Trecho do documento

※

Uma acusação de assédio. Sem provas. Sem contexto. Só uma fala, uma suposição, uma onda que vira tsunami. O título original do filme, aliás, é “Pas de Vagues” — "sem ondas", uma expressão que remete à cultura do conformismo. Só que aqui... as ondas vêm de todos os lados.
Uma tragédia moderna sem vilões óbvios
O filme é um estudo doloroso sobre o efeito bola de neve: uma acusação que começa frágil vira uma avalanche, empurrada por alunos, pais, redes sociais e colegas que preferem se proteger a perguntar o que realmente aconteceu.
É um retrato direto do nosso mundo onde basta alguém dizer “ele fez isso” pra que a verdade se torne irrelevante — porque o linchamento já começou. Online e offline.
Mas esse filme tem um mérito raro: não força antagonismos rasos. Não coloca Leslie como vilã, nem Julien como mártir. O que vemos é uma teia de mal-entendidos, inseguranças e medos amplificados por uma sociedade que já entra em modo “cancelar” antes de tentar compreender. É cruel, mas é real.
A direção de Teddy Lussi-Modeste (que viveu uma situação parecida na vida real) evita qualquer apelo dramático barato. A tensão cresce não com gritos, mas com olhares desviados, com colegas que se afastam, com reuniões de professores que mais parecem tribunais silenciosos. É o terror da reputação sendo corroída, sem chance de defesa.
Metáforas que batem como socos
A literatura é o fio condutor da relação entre professor e aluna. E ironicamente, é a linguagem literária que se perde primeiro quando o mundo decide que só quer respostas rápidas e culpados prontos para serem queimados em praça pública.
Julien tenta ensinar poesia, mas vive um pesadelo brutalmente prosaico. E é aqui que o filme atinge um ponto alto: ele não está nos dizendo que acusações são sempre falsas — mas sim que a pressa em julgar é sempre perigosa. E ouso dizer, também "preguiçosa" (afinal, as pessoas preferem julgar do que observar se é verdade ou não, antes de tudo).
François Civil entrega um protagonista que foge do estereótipo do “injustiçado bonzinho”. Ele tem falhas, sim. É humano, sim. Mas não é um monstro. E o filme não te deixa esquecer disso.
Toscane Duquesne, como Leslie, a aluna, também não é vilanizada. Sua dor, sua confusão, sua posição ambígua são mostradas com empatia. E esse é o mérito do roteiro: não escolher vilões fáceis, mas sim mostrar como o sistema inteiro — a escola, a mídia, os colegas, a opinião pública — vira um campo minado onde ninguém sai limpo.
Crítica sem grito, com impacto real
Talvez o que mais impressione em O Bom Professor seja o tom: o filme não berra. Não tem discurso pronto, nem plot twist moralista. Ele te convida a ver, sentir e refletir.
E olha, isso assusta mais do que muito thriller de tribunal.

※

Os dados
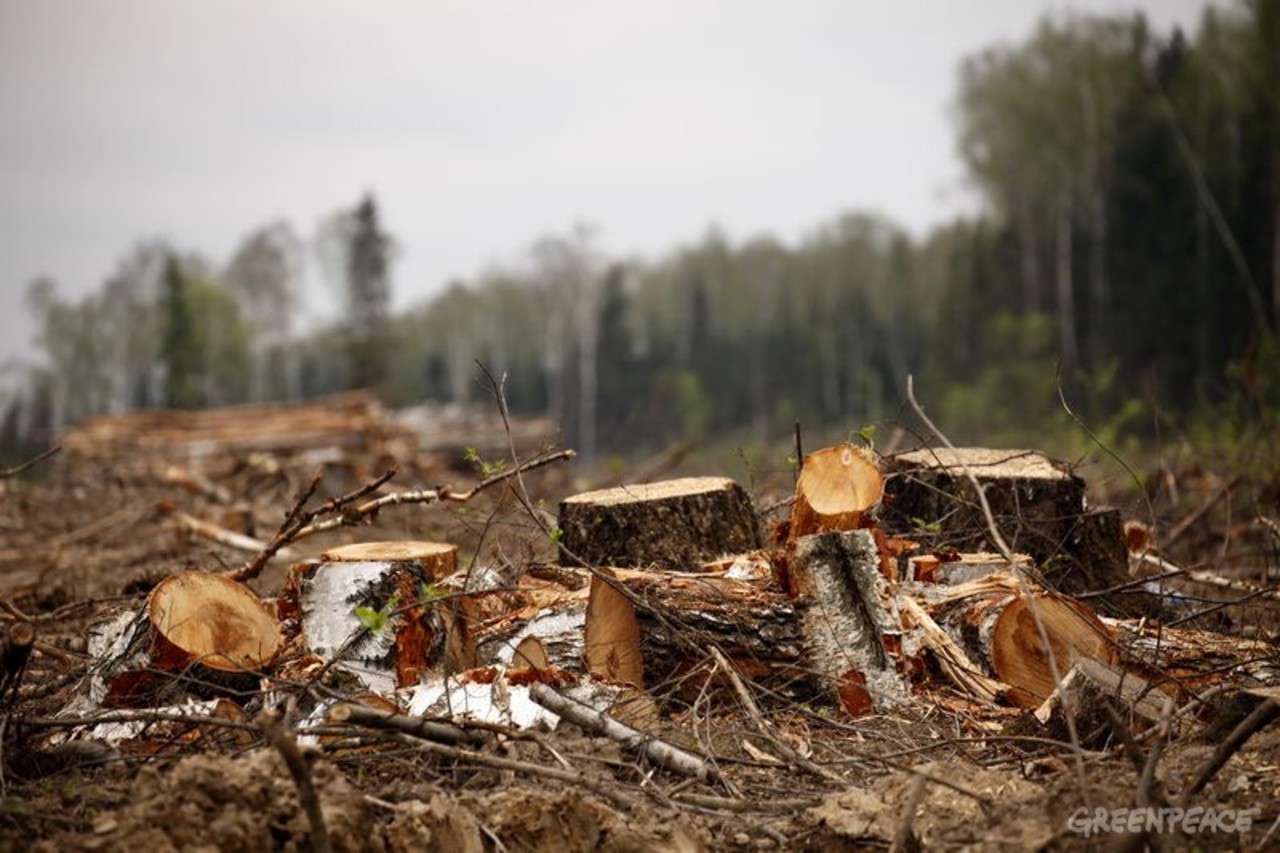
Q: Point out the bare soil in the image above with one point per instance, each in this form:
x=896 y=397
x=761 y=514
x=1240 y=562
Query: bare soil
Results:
x=83 y=539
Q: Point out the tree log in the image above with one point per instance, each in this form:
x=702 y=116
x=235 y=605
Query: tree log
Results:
x=672 y=524
x=1025 y=635
x=199 y=633
x=837 y=487
x=1038 y=506
x=753 y=623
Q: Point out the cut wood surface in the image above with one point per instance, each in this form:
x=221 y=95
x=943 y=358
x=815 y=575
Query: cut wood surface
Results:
x=671 y=524
x=837 y=487
x=206 y=619
x=836 y=576
x=1028 y=637
x=369 y=607
x=1034 y=500
x=432 y=559
x=613 y=634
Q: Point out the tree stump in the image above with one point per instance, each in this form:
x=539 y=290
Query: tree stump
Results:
x=374 y=607
x=837 y=487
x=672 y=524
x=836 y=575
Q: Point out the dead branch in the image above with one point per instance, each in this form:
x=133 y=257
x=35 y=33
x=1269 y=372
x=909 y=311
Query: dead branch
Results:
x=1251 y=725
x=599 y=723
x=18 y=469
x=904 y=839
x=222 y=536
x=741 y=806
x=300 y=769
x=996 y=538
x=570 y=776
x=361 y=715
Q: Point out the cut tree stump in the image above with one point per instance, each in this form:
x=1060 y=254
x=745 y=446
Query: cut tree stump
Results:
x=1025 y=635
x=1038 y=506
x=371 y=607
x=836 y=576
x=837 y=487
x=672 y=524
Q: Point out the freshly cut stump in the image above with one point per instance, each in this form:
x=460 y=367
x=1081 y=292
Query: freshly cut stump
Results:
x=672 y=524
x=1005 y=621
x=210 y=620
x=837 y=487
x=371 y=607
x=432 y=559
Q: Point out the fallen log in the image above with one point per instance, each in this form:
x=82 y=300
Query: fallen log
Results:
x=1079 y=699
x=1037 y=505
x=837 y=487
x=672 y=524
x=199 y=632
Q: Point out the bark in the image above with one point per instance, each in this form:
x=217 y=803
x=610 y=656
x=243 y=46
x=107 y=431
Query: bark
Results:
x=1022 y=634
x=673 y=524
x=1078 y=702
x=1037 y=503
x=837 y=576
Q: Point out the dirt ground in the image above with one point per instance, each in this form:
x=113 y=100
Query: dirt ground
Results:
x=86 y=538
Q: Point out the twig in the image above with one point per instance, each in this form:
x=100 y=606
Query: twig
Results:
x=728 y=804
x=1251 y=725
x=18 y=469
x=904 y=839
x=300 y=767
x=293 y=519
x=458 y=753
x=369 y=717
x=599 y=723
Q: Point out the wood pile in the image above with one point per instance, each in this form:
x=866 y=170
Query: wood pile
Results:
x=350 y=423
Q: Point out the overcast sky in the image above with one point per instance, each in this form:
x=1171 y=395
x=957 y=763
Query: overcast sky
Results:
x=479 y=124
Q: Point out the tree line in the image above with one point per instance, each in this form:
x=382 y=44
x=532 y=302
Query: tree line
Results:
x=1128 y=252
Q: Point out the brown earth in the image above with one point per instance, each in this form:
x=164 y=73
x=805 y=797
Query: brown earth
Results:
x=86 y=538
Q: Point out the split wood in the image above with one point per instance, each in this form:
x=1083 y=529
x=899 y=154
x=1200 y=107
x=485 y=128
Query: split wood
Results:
x=600 y=723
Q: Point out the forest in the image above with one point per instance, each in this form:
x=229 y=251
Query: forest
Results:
x=1125 y=260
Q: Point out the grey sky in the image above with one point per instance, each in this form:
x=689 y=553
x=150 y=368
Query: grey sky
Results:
x=479 y=124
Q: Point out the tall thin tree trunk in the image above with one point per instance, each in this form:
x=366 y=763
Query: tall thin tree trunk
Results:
x=1065 y=293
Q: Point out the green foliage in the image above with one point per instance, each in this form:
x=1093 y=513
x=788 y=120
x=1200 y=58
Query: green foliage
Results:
x=376 y=621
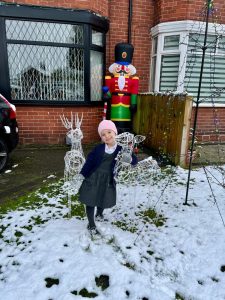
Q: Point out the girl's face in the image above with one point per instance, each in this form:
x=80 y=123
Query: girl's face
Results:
x=108 y=137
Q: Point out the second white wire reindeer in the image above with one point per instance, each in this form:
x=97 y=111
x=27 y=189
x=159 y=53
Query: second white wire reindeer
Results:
x=127 y=174
x=74 y=159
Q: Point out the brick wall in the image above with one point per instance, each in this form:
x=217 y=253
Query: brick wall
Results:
x=210 y=124
x=42 y=124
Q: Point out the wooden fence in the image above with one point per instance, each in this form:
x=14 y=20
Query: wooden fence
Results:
x=165 y=121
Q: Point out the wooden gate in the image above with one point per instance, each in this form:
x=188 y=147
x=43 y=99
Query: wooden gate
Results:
x=165 y=121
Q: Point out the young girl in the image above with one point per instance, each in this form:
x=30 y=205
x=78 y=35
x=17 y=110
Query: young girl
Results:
x=99 y=188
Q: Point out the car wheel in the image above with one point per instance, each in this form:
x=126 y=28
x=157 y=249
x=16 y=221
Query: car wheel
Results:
x=4 y=154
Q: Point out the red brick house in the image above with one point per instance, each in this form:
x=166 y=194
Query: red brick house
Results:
x=54 y=55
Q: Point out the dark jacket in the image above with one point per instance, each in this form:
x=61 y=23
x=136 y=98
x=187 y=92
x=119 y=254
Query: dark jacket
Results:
x=95 y=157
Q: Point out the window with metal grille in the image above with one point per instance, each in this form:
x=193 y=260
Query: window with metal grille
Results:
x=51 y=61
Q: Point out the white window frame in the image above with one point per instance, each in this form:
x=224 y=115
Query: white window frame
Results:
x=181 y=28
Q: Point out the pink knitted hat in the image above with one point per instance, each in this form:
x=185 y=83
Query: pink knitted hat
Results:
x=106 y=124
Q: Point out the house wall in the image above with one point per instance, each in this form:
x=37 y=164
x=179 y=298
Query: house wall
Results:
x=210 y=124
x=98 y=6
x=43 y=125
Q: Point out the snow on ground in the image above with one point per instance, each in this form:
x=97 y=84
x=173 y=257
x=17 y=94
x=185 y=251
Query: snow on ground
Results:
x=44 y=255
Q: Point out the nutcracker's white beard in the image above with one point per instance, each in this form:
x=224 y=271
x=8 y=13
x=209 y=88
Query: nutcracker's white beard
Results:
x=121 y=82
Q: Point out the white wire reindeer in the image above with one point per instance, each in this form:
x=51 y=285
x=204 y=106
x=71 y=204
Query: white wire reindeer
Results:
x=74 y=159
x=124 y=172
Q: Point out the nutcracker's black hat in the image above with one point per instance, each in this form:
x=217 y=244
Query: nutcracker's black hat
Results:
x=124 y=53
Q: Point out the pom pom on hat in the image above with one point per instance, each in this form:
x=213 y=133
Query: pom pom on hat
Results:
x=106 y=124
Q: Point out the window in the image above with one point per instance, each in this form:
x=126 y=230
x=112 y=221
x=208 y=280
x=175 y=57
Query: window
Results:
x=177 y=61
x=53 y=62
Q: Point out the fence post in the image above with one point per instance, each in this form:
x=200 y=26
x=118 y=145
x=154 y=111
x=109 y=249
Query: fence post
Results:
x=186 y=131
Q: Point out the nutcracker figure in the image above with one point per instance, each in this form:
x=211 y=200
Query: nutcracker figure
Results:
x=121 y=89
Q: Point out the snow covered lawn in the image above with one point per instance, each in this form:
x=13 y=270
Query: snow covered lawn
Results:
x=159 y=248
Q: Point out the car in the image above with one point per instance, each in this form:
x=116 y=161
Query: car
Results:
x=9 y=133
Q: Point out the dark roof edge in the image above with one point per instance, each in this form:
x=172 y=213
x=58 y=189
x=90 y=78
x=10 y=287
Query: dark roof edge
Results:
x=13 y=10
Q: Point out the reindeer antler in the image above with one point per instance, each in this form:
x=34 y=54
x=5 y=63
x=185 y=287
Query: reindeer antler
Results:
x=67 y=124
x=139 y=138
x=124 y=139
x=78 y=121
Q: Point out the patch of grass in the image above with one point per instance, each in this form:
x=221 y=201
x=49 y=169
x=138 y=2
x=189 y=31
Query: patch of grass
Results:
x=124 y=226
x=222 y=269
x=77 y=208
x=18 y=234
x=84 y=293
x=102 y=281
x=178 y=297
x=38 y=220
x=51 y=281
x=31 y=200
x=129 y=266
x=150 y=252
x=151 y=216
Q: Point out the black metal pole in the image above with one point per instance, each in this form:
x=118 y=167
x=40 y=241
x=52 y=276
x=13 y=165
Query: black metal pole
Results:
x=130 y=21
x=204 y=47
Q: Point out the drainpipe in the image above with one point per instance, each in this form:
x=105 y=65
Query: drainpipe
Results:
x=129 y=21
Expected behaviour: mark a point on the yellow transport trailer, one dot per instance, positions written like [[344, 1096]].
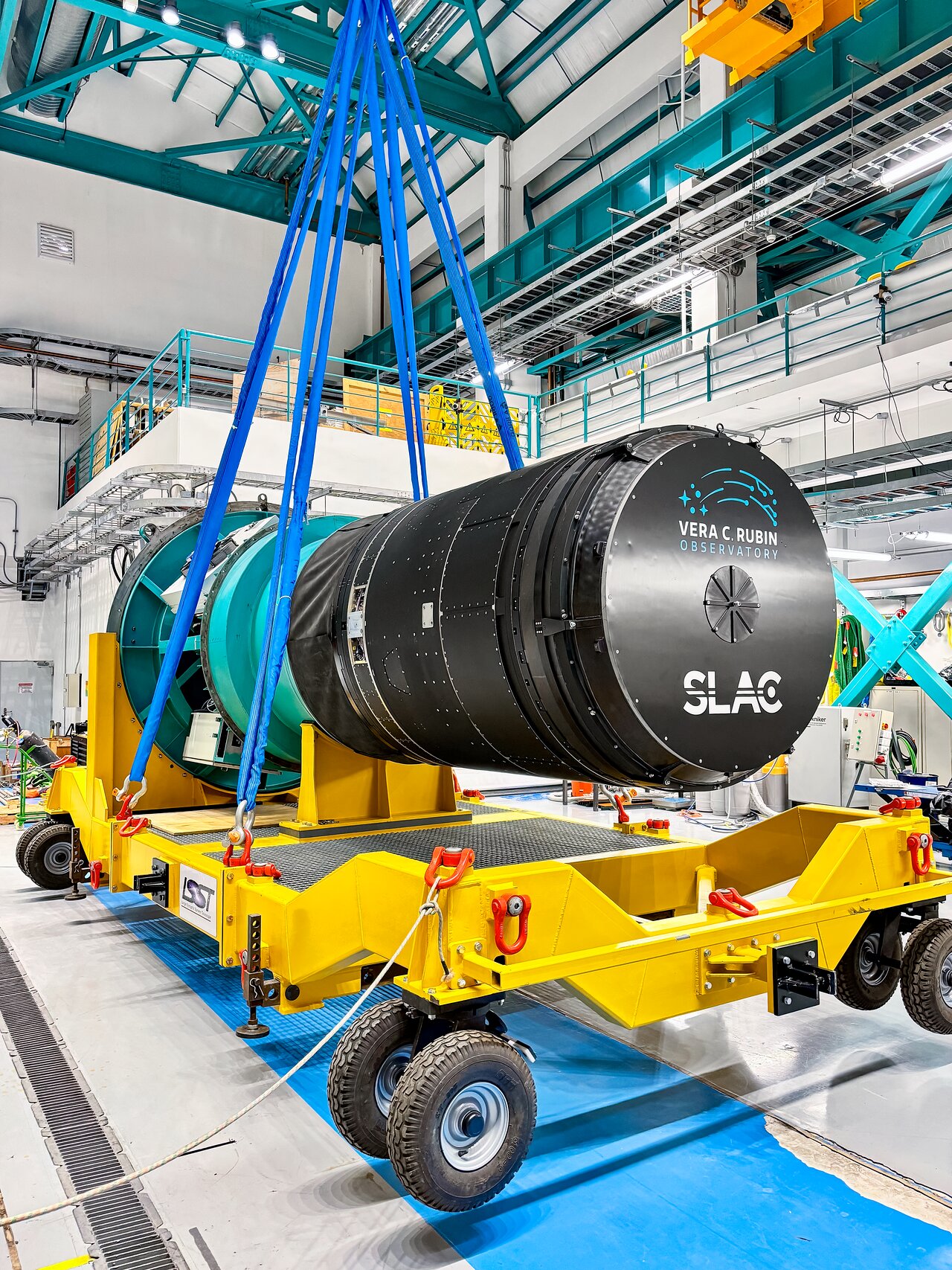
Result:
[[644, 927]]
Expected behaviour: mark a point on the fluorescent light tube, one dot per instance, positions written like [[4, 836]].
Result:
[[856, 554], [919, 163]]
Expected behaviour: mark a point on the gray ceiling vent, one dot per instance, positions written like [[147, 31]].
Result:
[[55, 243]]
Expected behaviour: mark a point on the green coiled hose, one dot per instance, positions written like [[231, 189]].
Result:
[[849, 653]]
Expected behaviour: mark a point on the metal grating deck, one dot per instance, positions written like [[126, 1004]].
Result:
[[522, 840], [122, 1228]]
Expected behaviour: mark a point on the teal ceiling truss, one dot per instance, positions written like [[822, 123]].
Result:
[[255, 169], [892, 32]]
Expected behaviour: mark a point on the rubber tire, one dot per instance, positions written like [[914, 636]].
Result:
[[852, 987], [27, 837], [361, 1052], [927, 948], [434, 1076], [34, 862]]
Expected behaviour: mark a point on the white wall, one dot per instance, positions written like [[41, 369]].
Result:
[[149, 264]]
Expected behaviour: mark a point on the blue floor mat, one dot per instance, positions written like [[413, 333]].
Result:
[[632, 1162]]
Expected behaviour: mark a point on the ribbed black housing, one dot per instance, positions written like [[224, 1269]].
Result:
[[545, 620]]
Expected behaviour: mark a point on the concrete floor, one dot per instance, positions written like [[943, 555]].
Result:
[[865, 1099]]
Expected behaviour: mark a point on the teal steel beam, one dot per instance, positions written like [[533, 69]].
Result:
[[549, 41], [278, 121], [898, 244], [39, 42], [786, 95], [263, 199], [254, 94], [506, 8], [415, 23], [291, 98], [292, 140], [233, 97], [88, 48], [585, 165], [456, 104], [8, 8], [480, 37], [842, 237], [895, 641], [450, 33], [190, 66], [77, 73], [593, 70]]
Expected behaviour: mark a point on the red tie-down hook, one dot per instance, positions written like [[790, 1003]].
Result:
[[263, 871], [900, 804], [235, 837], [730, 899], [921, 850], [447, 858], [512, 905], [132, 824]]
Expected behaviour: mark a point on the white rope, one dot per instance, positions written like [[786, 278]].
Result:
[[73, 1200]]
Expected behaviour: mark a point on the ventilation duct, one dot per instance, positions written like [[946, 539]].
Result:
[[60, 50]]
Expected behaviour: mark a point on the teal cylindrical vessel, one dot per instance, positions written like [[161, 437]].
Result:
[[234, 632], [217, 670]]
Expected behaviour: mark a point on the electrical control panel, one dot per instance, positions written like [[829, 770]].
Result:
[[869, 733]]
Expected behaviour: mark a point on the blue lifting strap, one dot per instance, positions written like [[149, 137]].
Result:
[[287, 554], [251, 391], [362, 42]]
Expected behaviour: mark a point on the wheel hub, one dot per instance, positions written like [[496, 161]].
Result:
[[474, 1126], [871, 968], [57, 858], [389, 1077], [946, 979]]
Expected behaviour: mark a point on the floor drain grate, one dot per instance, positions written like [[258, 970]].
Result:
[[120, 1223]]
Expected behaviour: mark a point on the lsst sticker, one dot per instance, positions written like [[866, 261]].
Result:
[[199, 901]]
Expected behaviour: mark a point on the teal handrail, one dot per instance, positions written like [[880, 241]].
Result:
[[168, 381]]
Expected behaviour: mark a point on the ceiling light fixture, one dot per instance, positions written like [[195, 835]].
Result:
[[928, 536], [917, 164], [856, 554], [666, 287]]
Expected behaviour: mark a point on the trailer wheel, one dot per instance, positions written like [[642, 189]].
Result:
[[367, 1066], [27, 837], [461, 1120], [927, 975], [46, 858], [862, 981]]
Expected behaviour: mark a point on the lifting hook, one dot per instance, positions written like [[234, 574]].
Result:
[[510, 905]]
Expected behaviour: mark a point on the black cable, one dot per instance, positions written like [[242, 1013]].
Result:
[[895, 418], [7, 583], [900, 761]]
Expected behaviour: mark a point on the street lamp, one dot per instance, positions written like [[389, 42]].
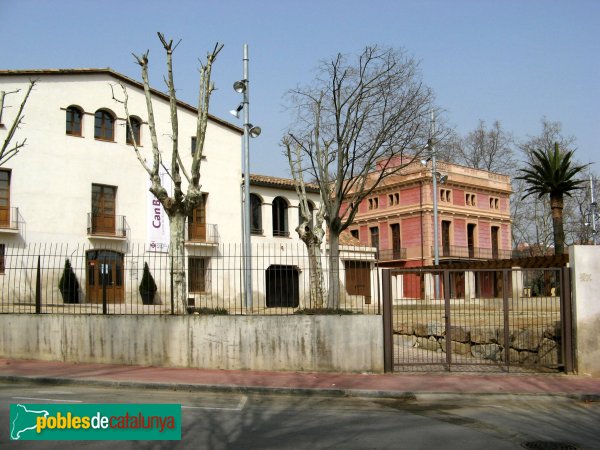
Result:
[[242, 87], [442, 179]]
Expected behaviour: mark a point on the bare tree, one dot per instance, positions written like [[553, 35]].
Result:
[[310, 229], [361, 121], [487, 149], [181, 203], [8, 151]]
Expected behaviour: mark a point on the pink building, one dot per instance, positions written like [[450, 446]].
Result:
[[473, 218]]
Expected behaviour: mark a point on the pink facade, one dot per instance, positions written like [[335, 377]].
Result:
[[473, 217]]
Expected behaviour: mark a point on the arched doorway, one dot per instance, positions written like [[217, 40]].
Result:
[[105, 272]]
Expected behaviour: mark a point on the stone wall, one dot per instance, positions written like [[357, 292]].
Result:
[[527, 346]]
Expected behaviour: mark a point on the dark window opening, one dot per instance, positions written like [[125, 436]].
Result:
[[282, 286], [255, 214], [280, 223], [74, 116], [104, 125]]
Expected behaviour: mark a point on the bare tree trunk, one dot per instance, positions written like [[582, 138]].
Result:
[[177, 257], [333, 297], [313, 237]]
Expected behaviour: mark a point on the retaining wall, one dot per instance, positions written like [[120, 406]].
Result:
[[292, 343]]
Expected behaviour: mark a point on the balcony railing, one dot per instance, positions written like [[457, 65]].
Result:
[[454, 251], [201, 233], [391, 254], [100, 225], [11, 220]]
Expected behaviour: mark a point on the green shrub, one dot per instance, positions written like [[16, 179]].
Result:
[[147, 286], [325, 311], [207, 311], [68, 284]]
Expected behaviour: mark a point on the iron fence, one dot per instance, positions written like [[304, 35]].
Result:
[[107, 277], [492, 319]]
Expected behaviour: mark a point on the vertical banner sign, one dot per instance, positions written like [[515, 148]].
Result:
[[157, 220]]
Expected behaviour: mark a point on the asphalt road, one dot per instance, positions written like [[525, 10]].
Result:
[[236, 421]]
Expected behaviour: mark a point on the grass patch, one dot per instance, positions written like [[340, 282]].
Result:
[[325, 311], [205, 311]]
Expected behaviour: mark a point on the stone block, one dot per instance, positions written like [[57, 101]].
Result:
[[430, 343], [525, 339], [484, 335], [436, 329], [460, 334], [402, 340], [548, 353], [458, 348], [492, 352]]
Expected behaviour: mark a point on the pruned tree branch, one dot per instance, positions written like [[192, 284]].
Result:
[[7, 151]]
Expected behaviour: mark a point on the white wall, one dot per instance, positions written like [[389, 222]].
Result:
[[585, 282], [283, 343]]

※

Enunciado da tarefa
Transcreva, sem alterações, o trecho da crítica do filme que vai de "Crítica sem grito, com" a "sentir e refletir.".

Solução escrita
Crítica sem grito, com impacto real
Talvez o que mais impressione em O Bom Professor seja o tom: o filme não berra. Não tem discurso pronto, nem plot twist moralista. Ele te convida a ver, sentir e refletir.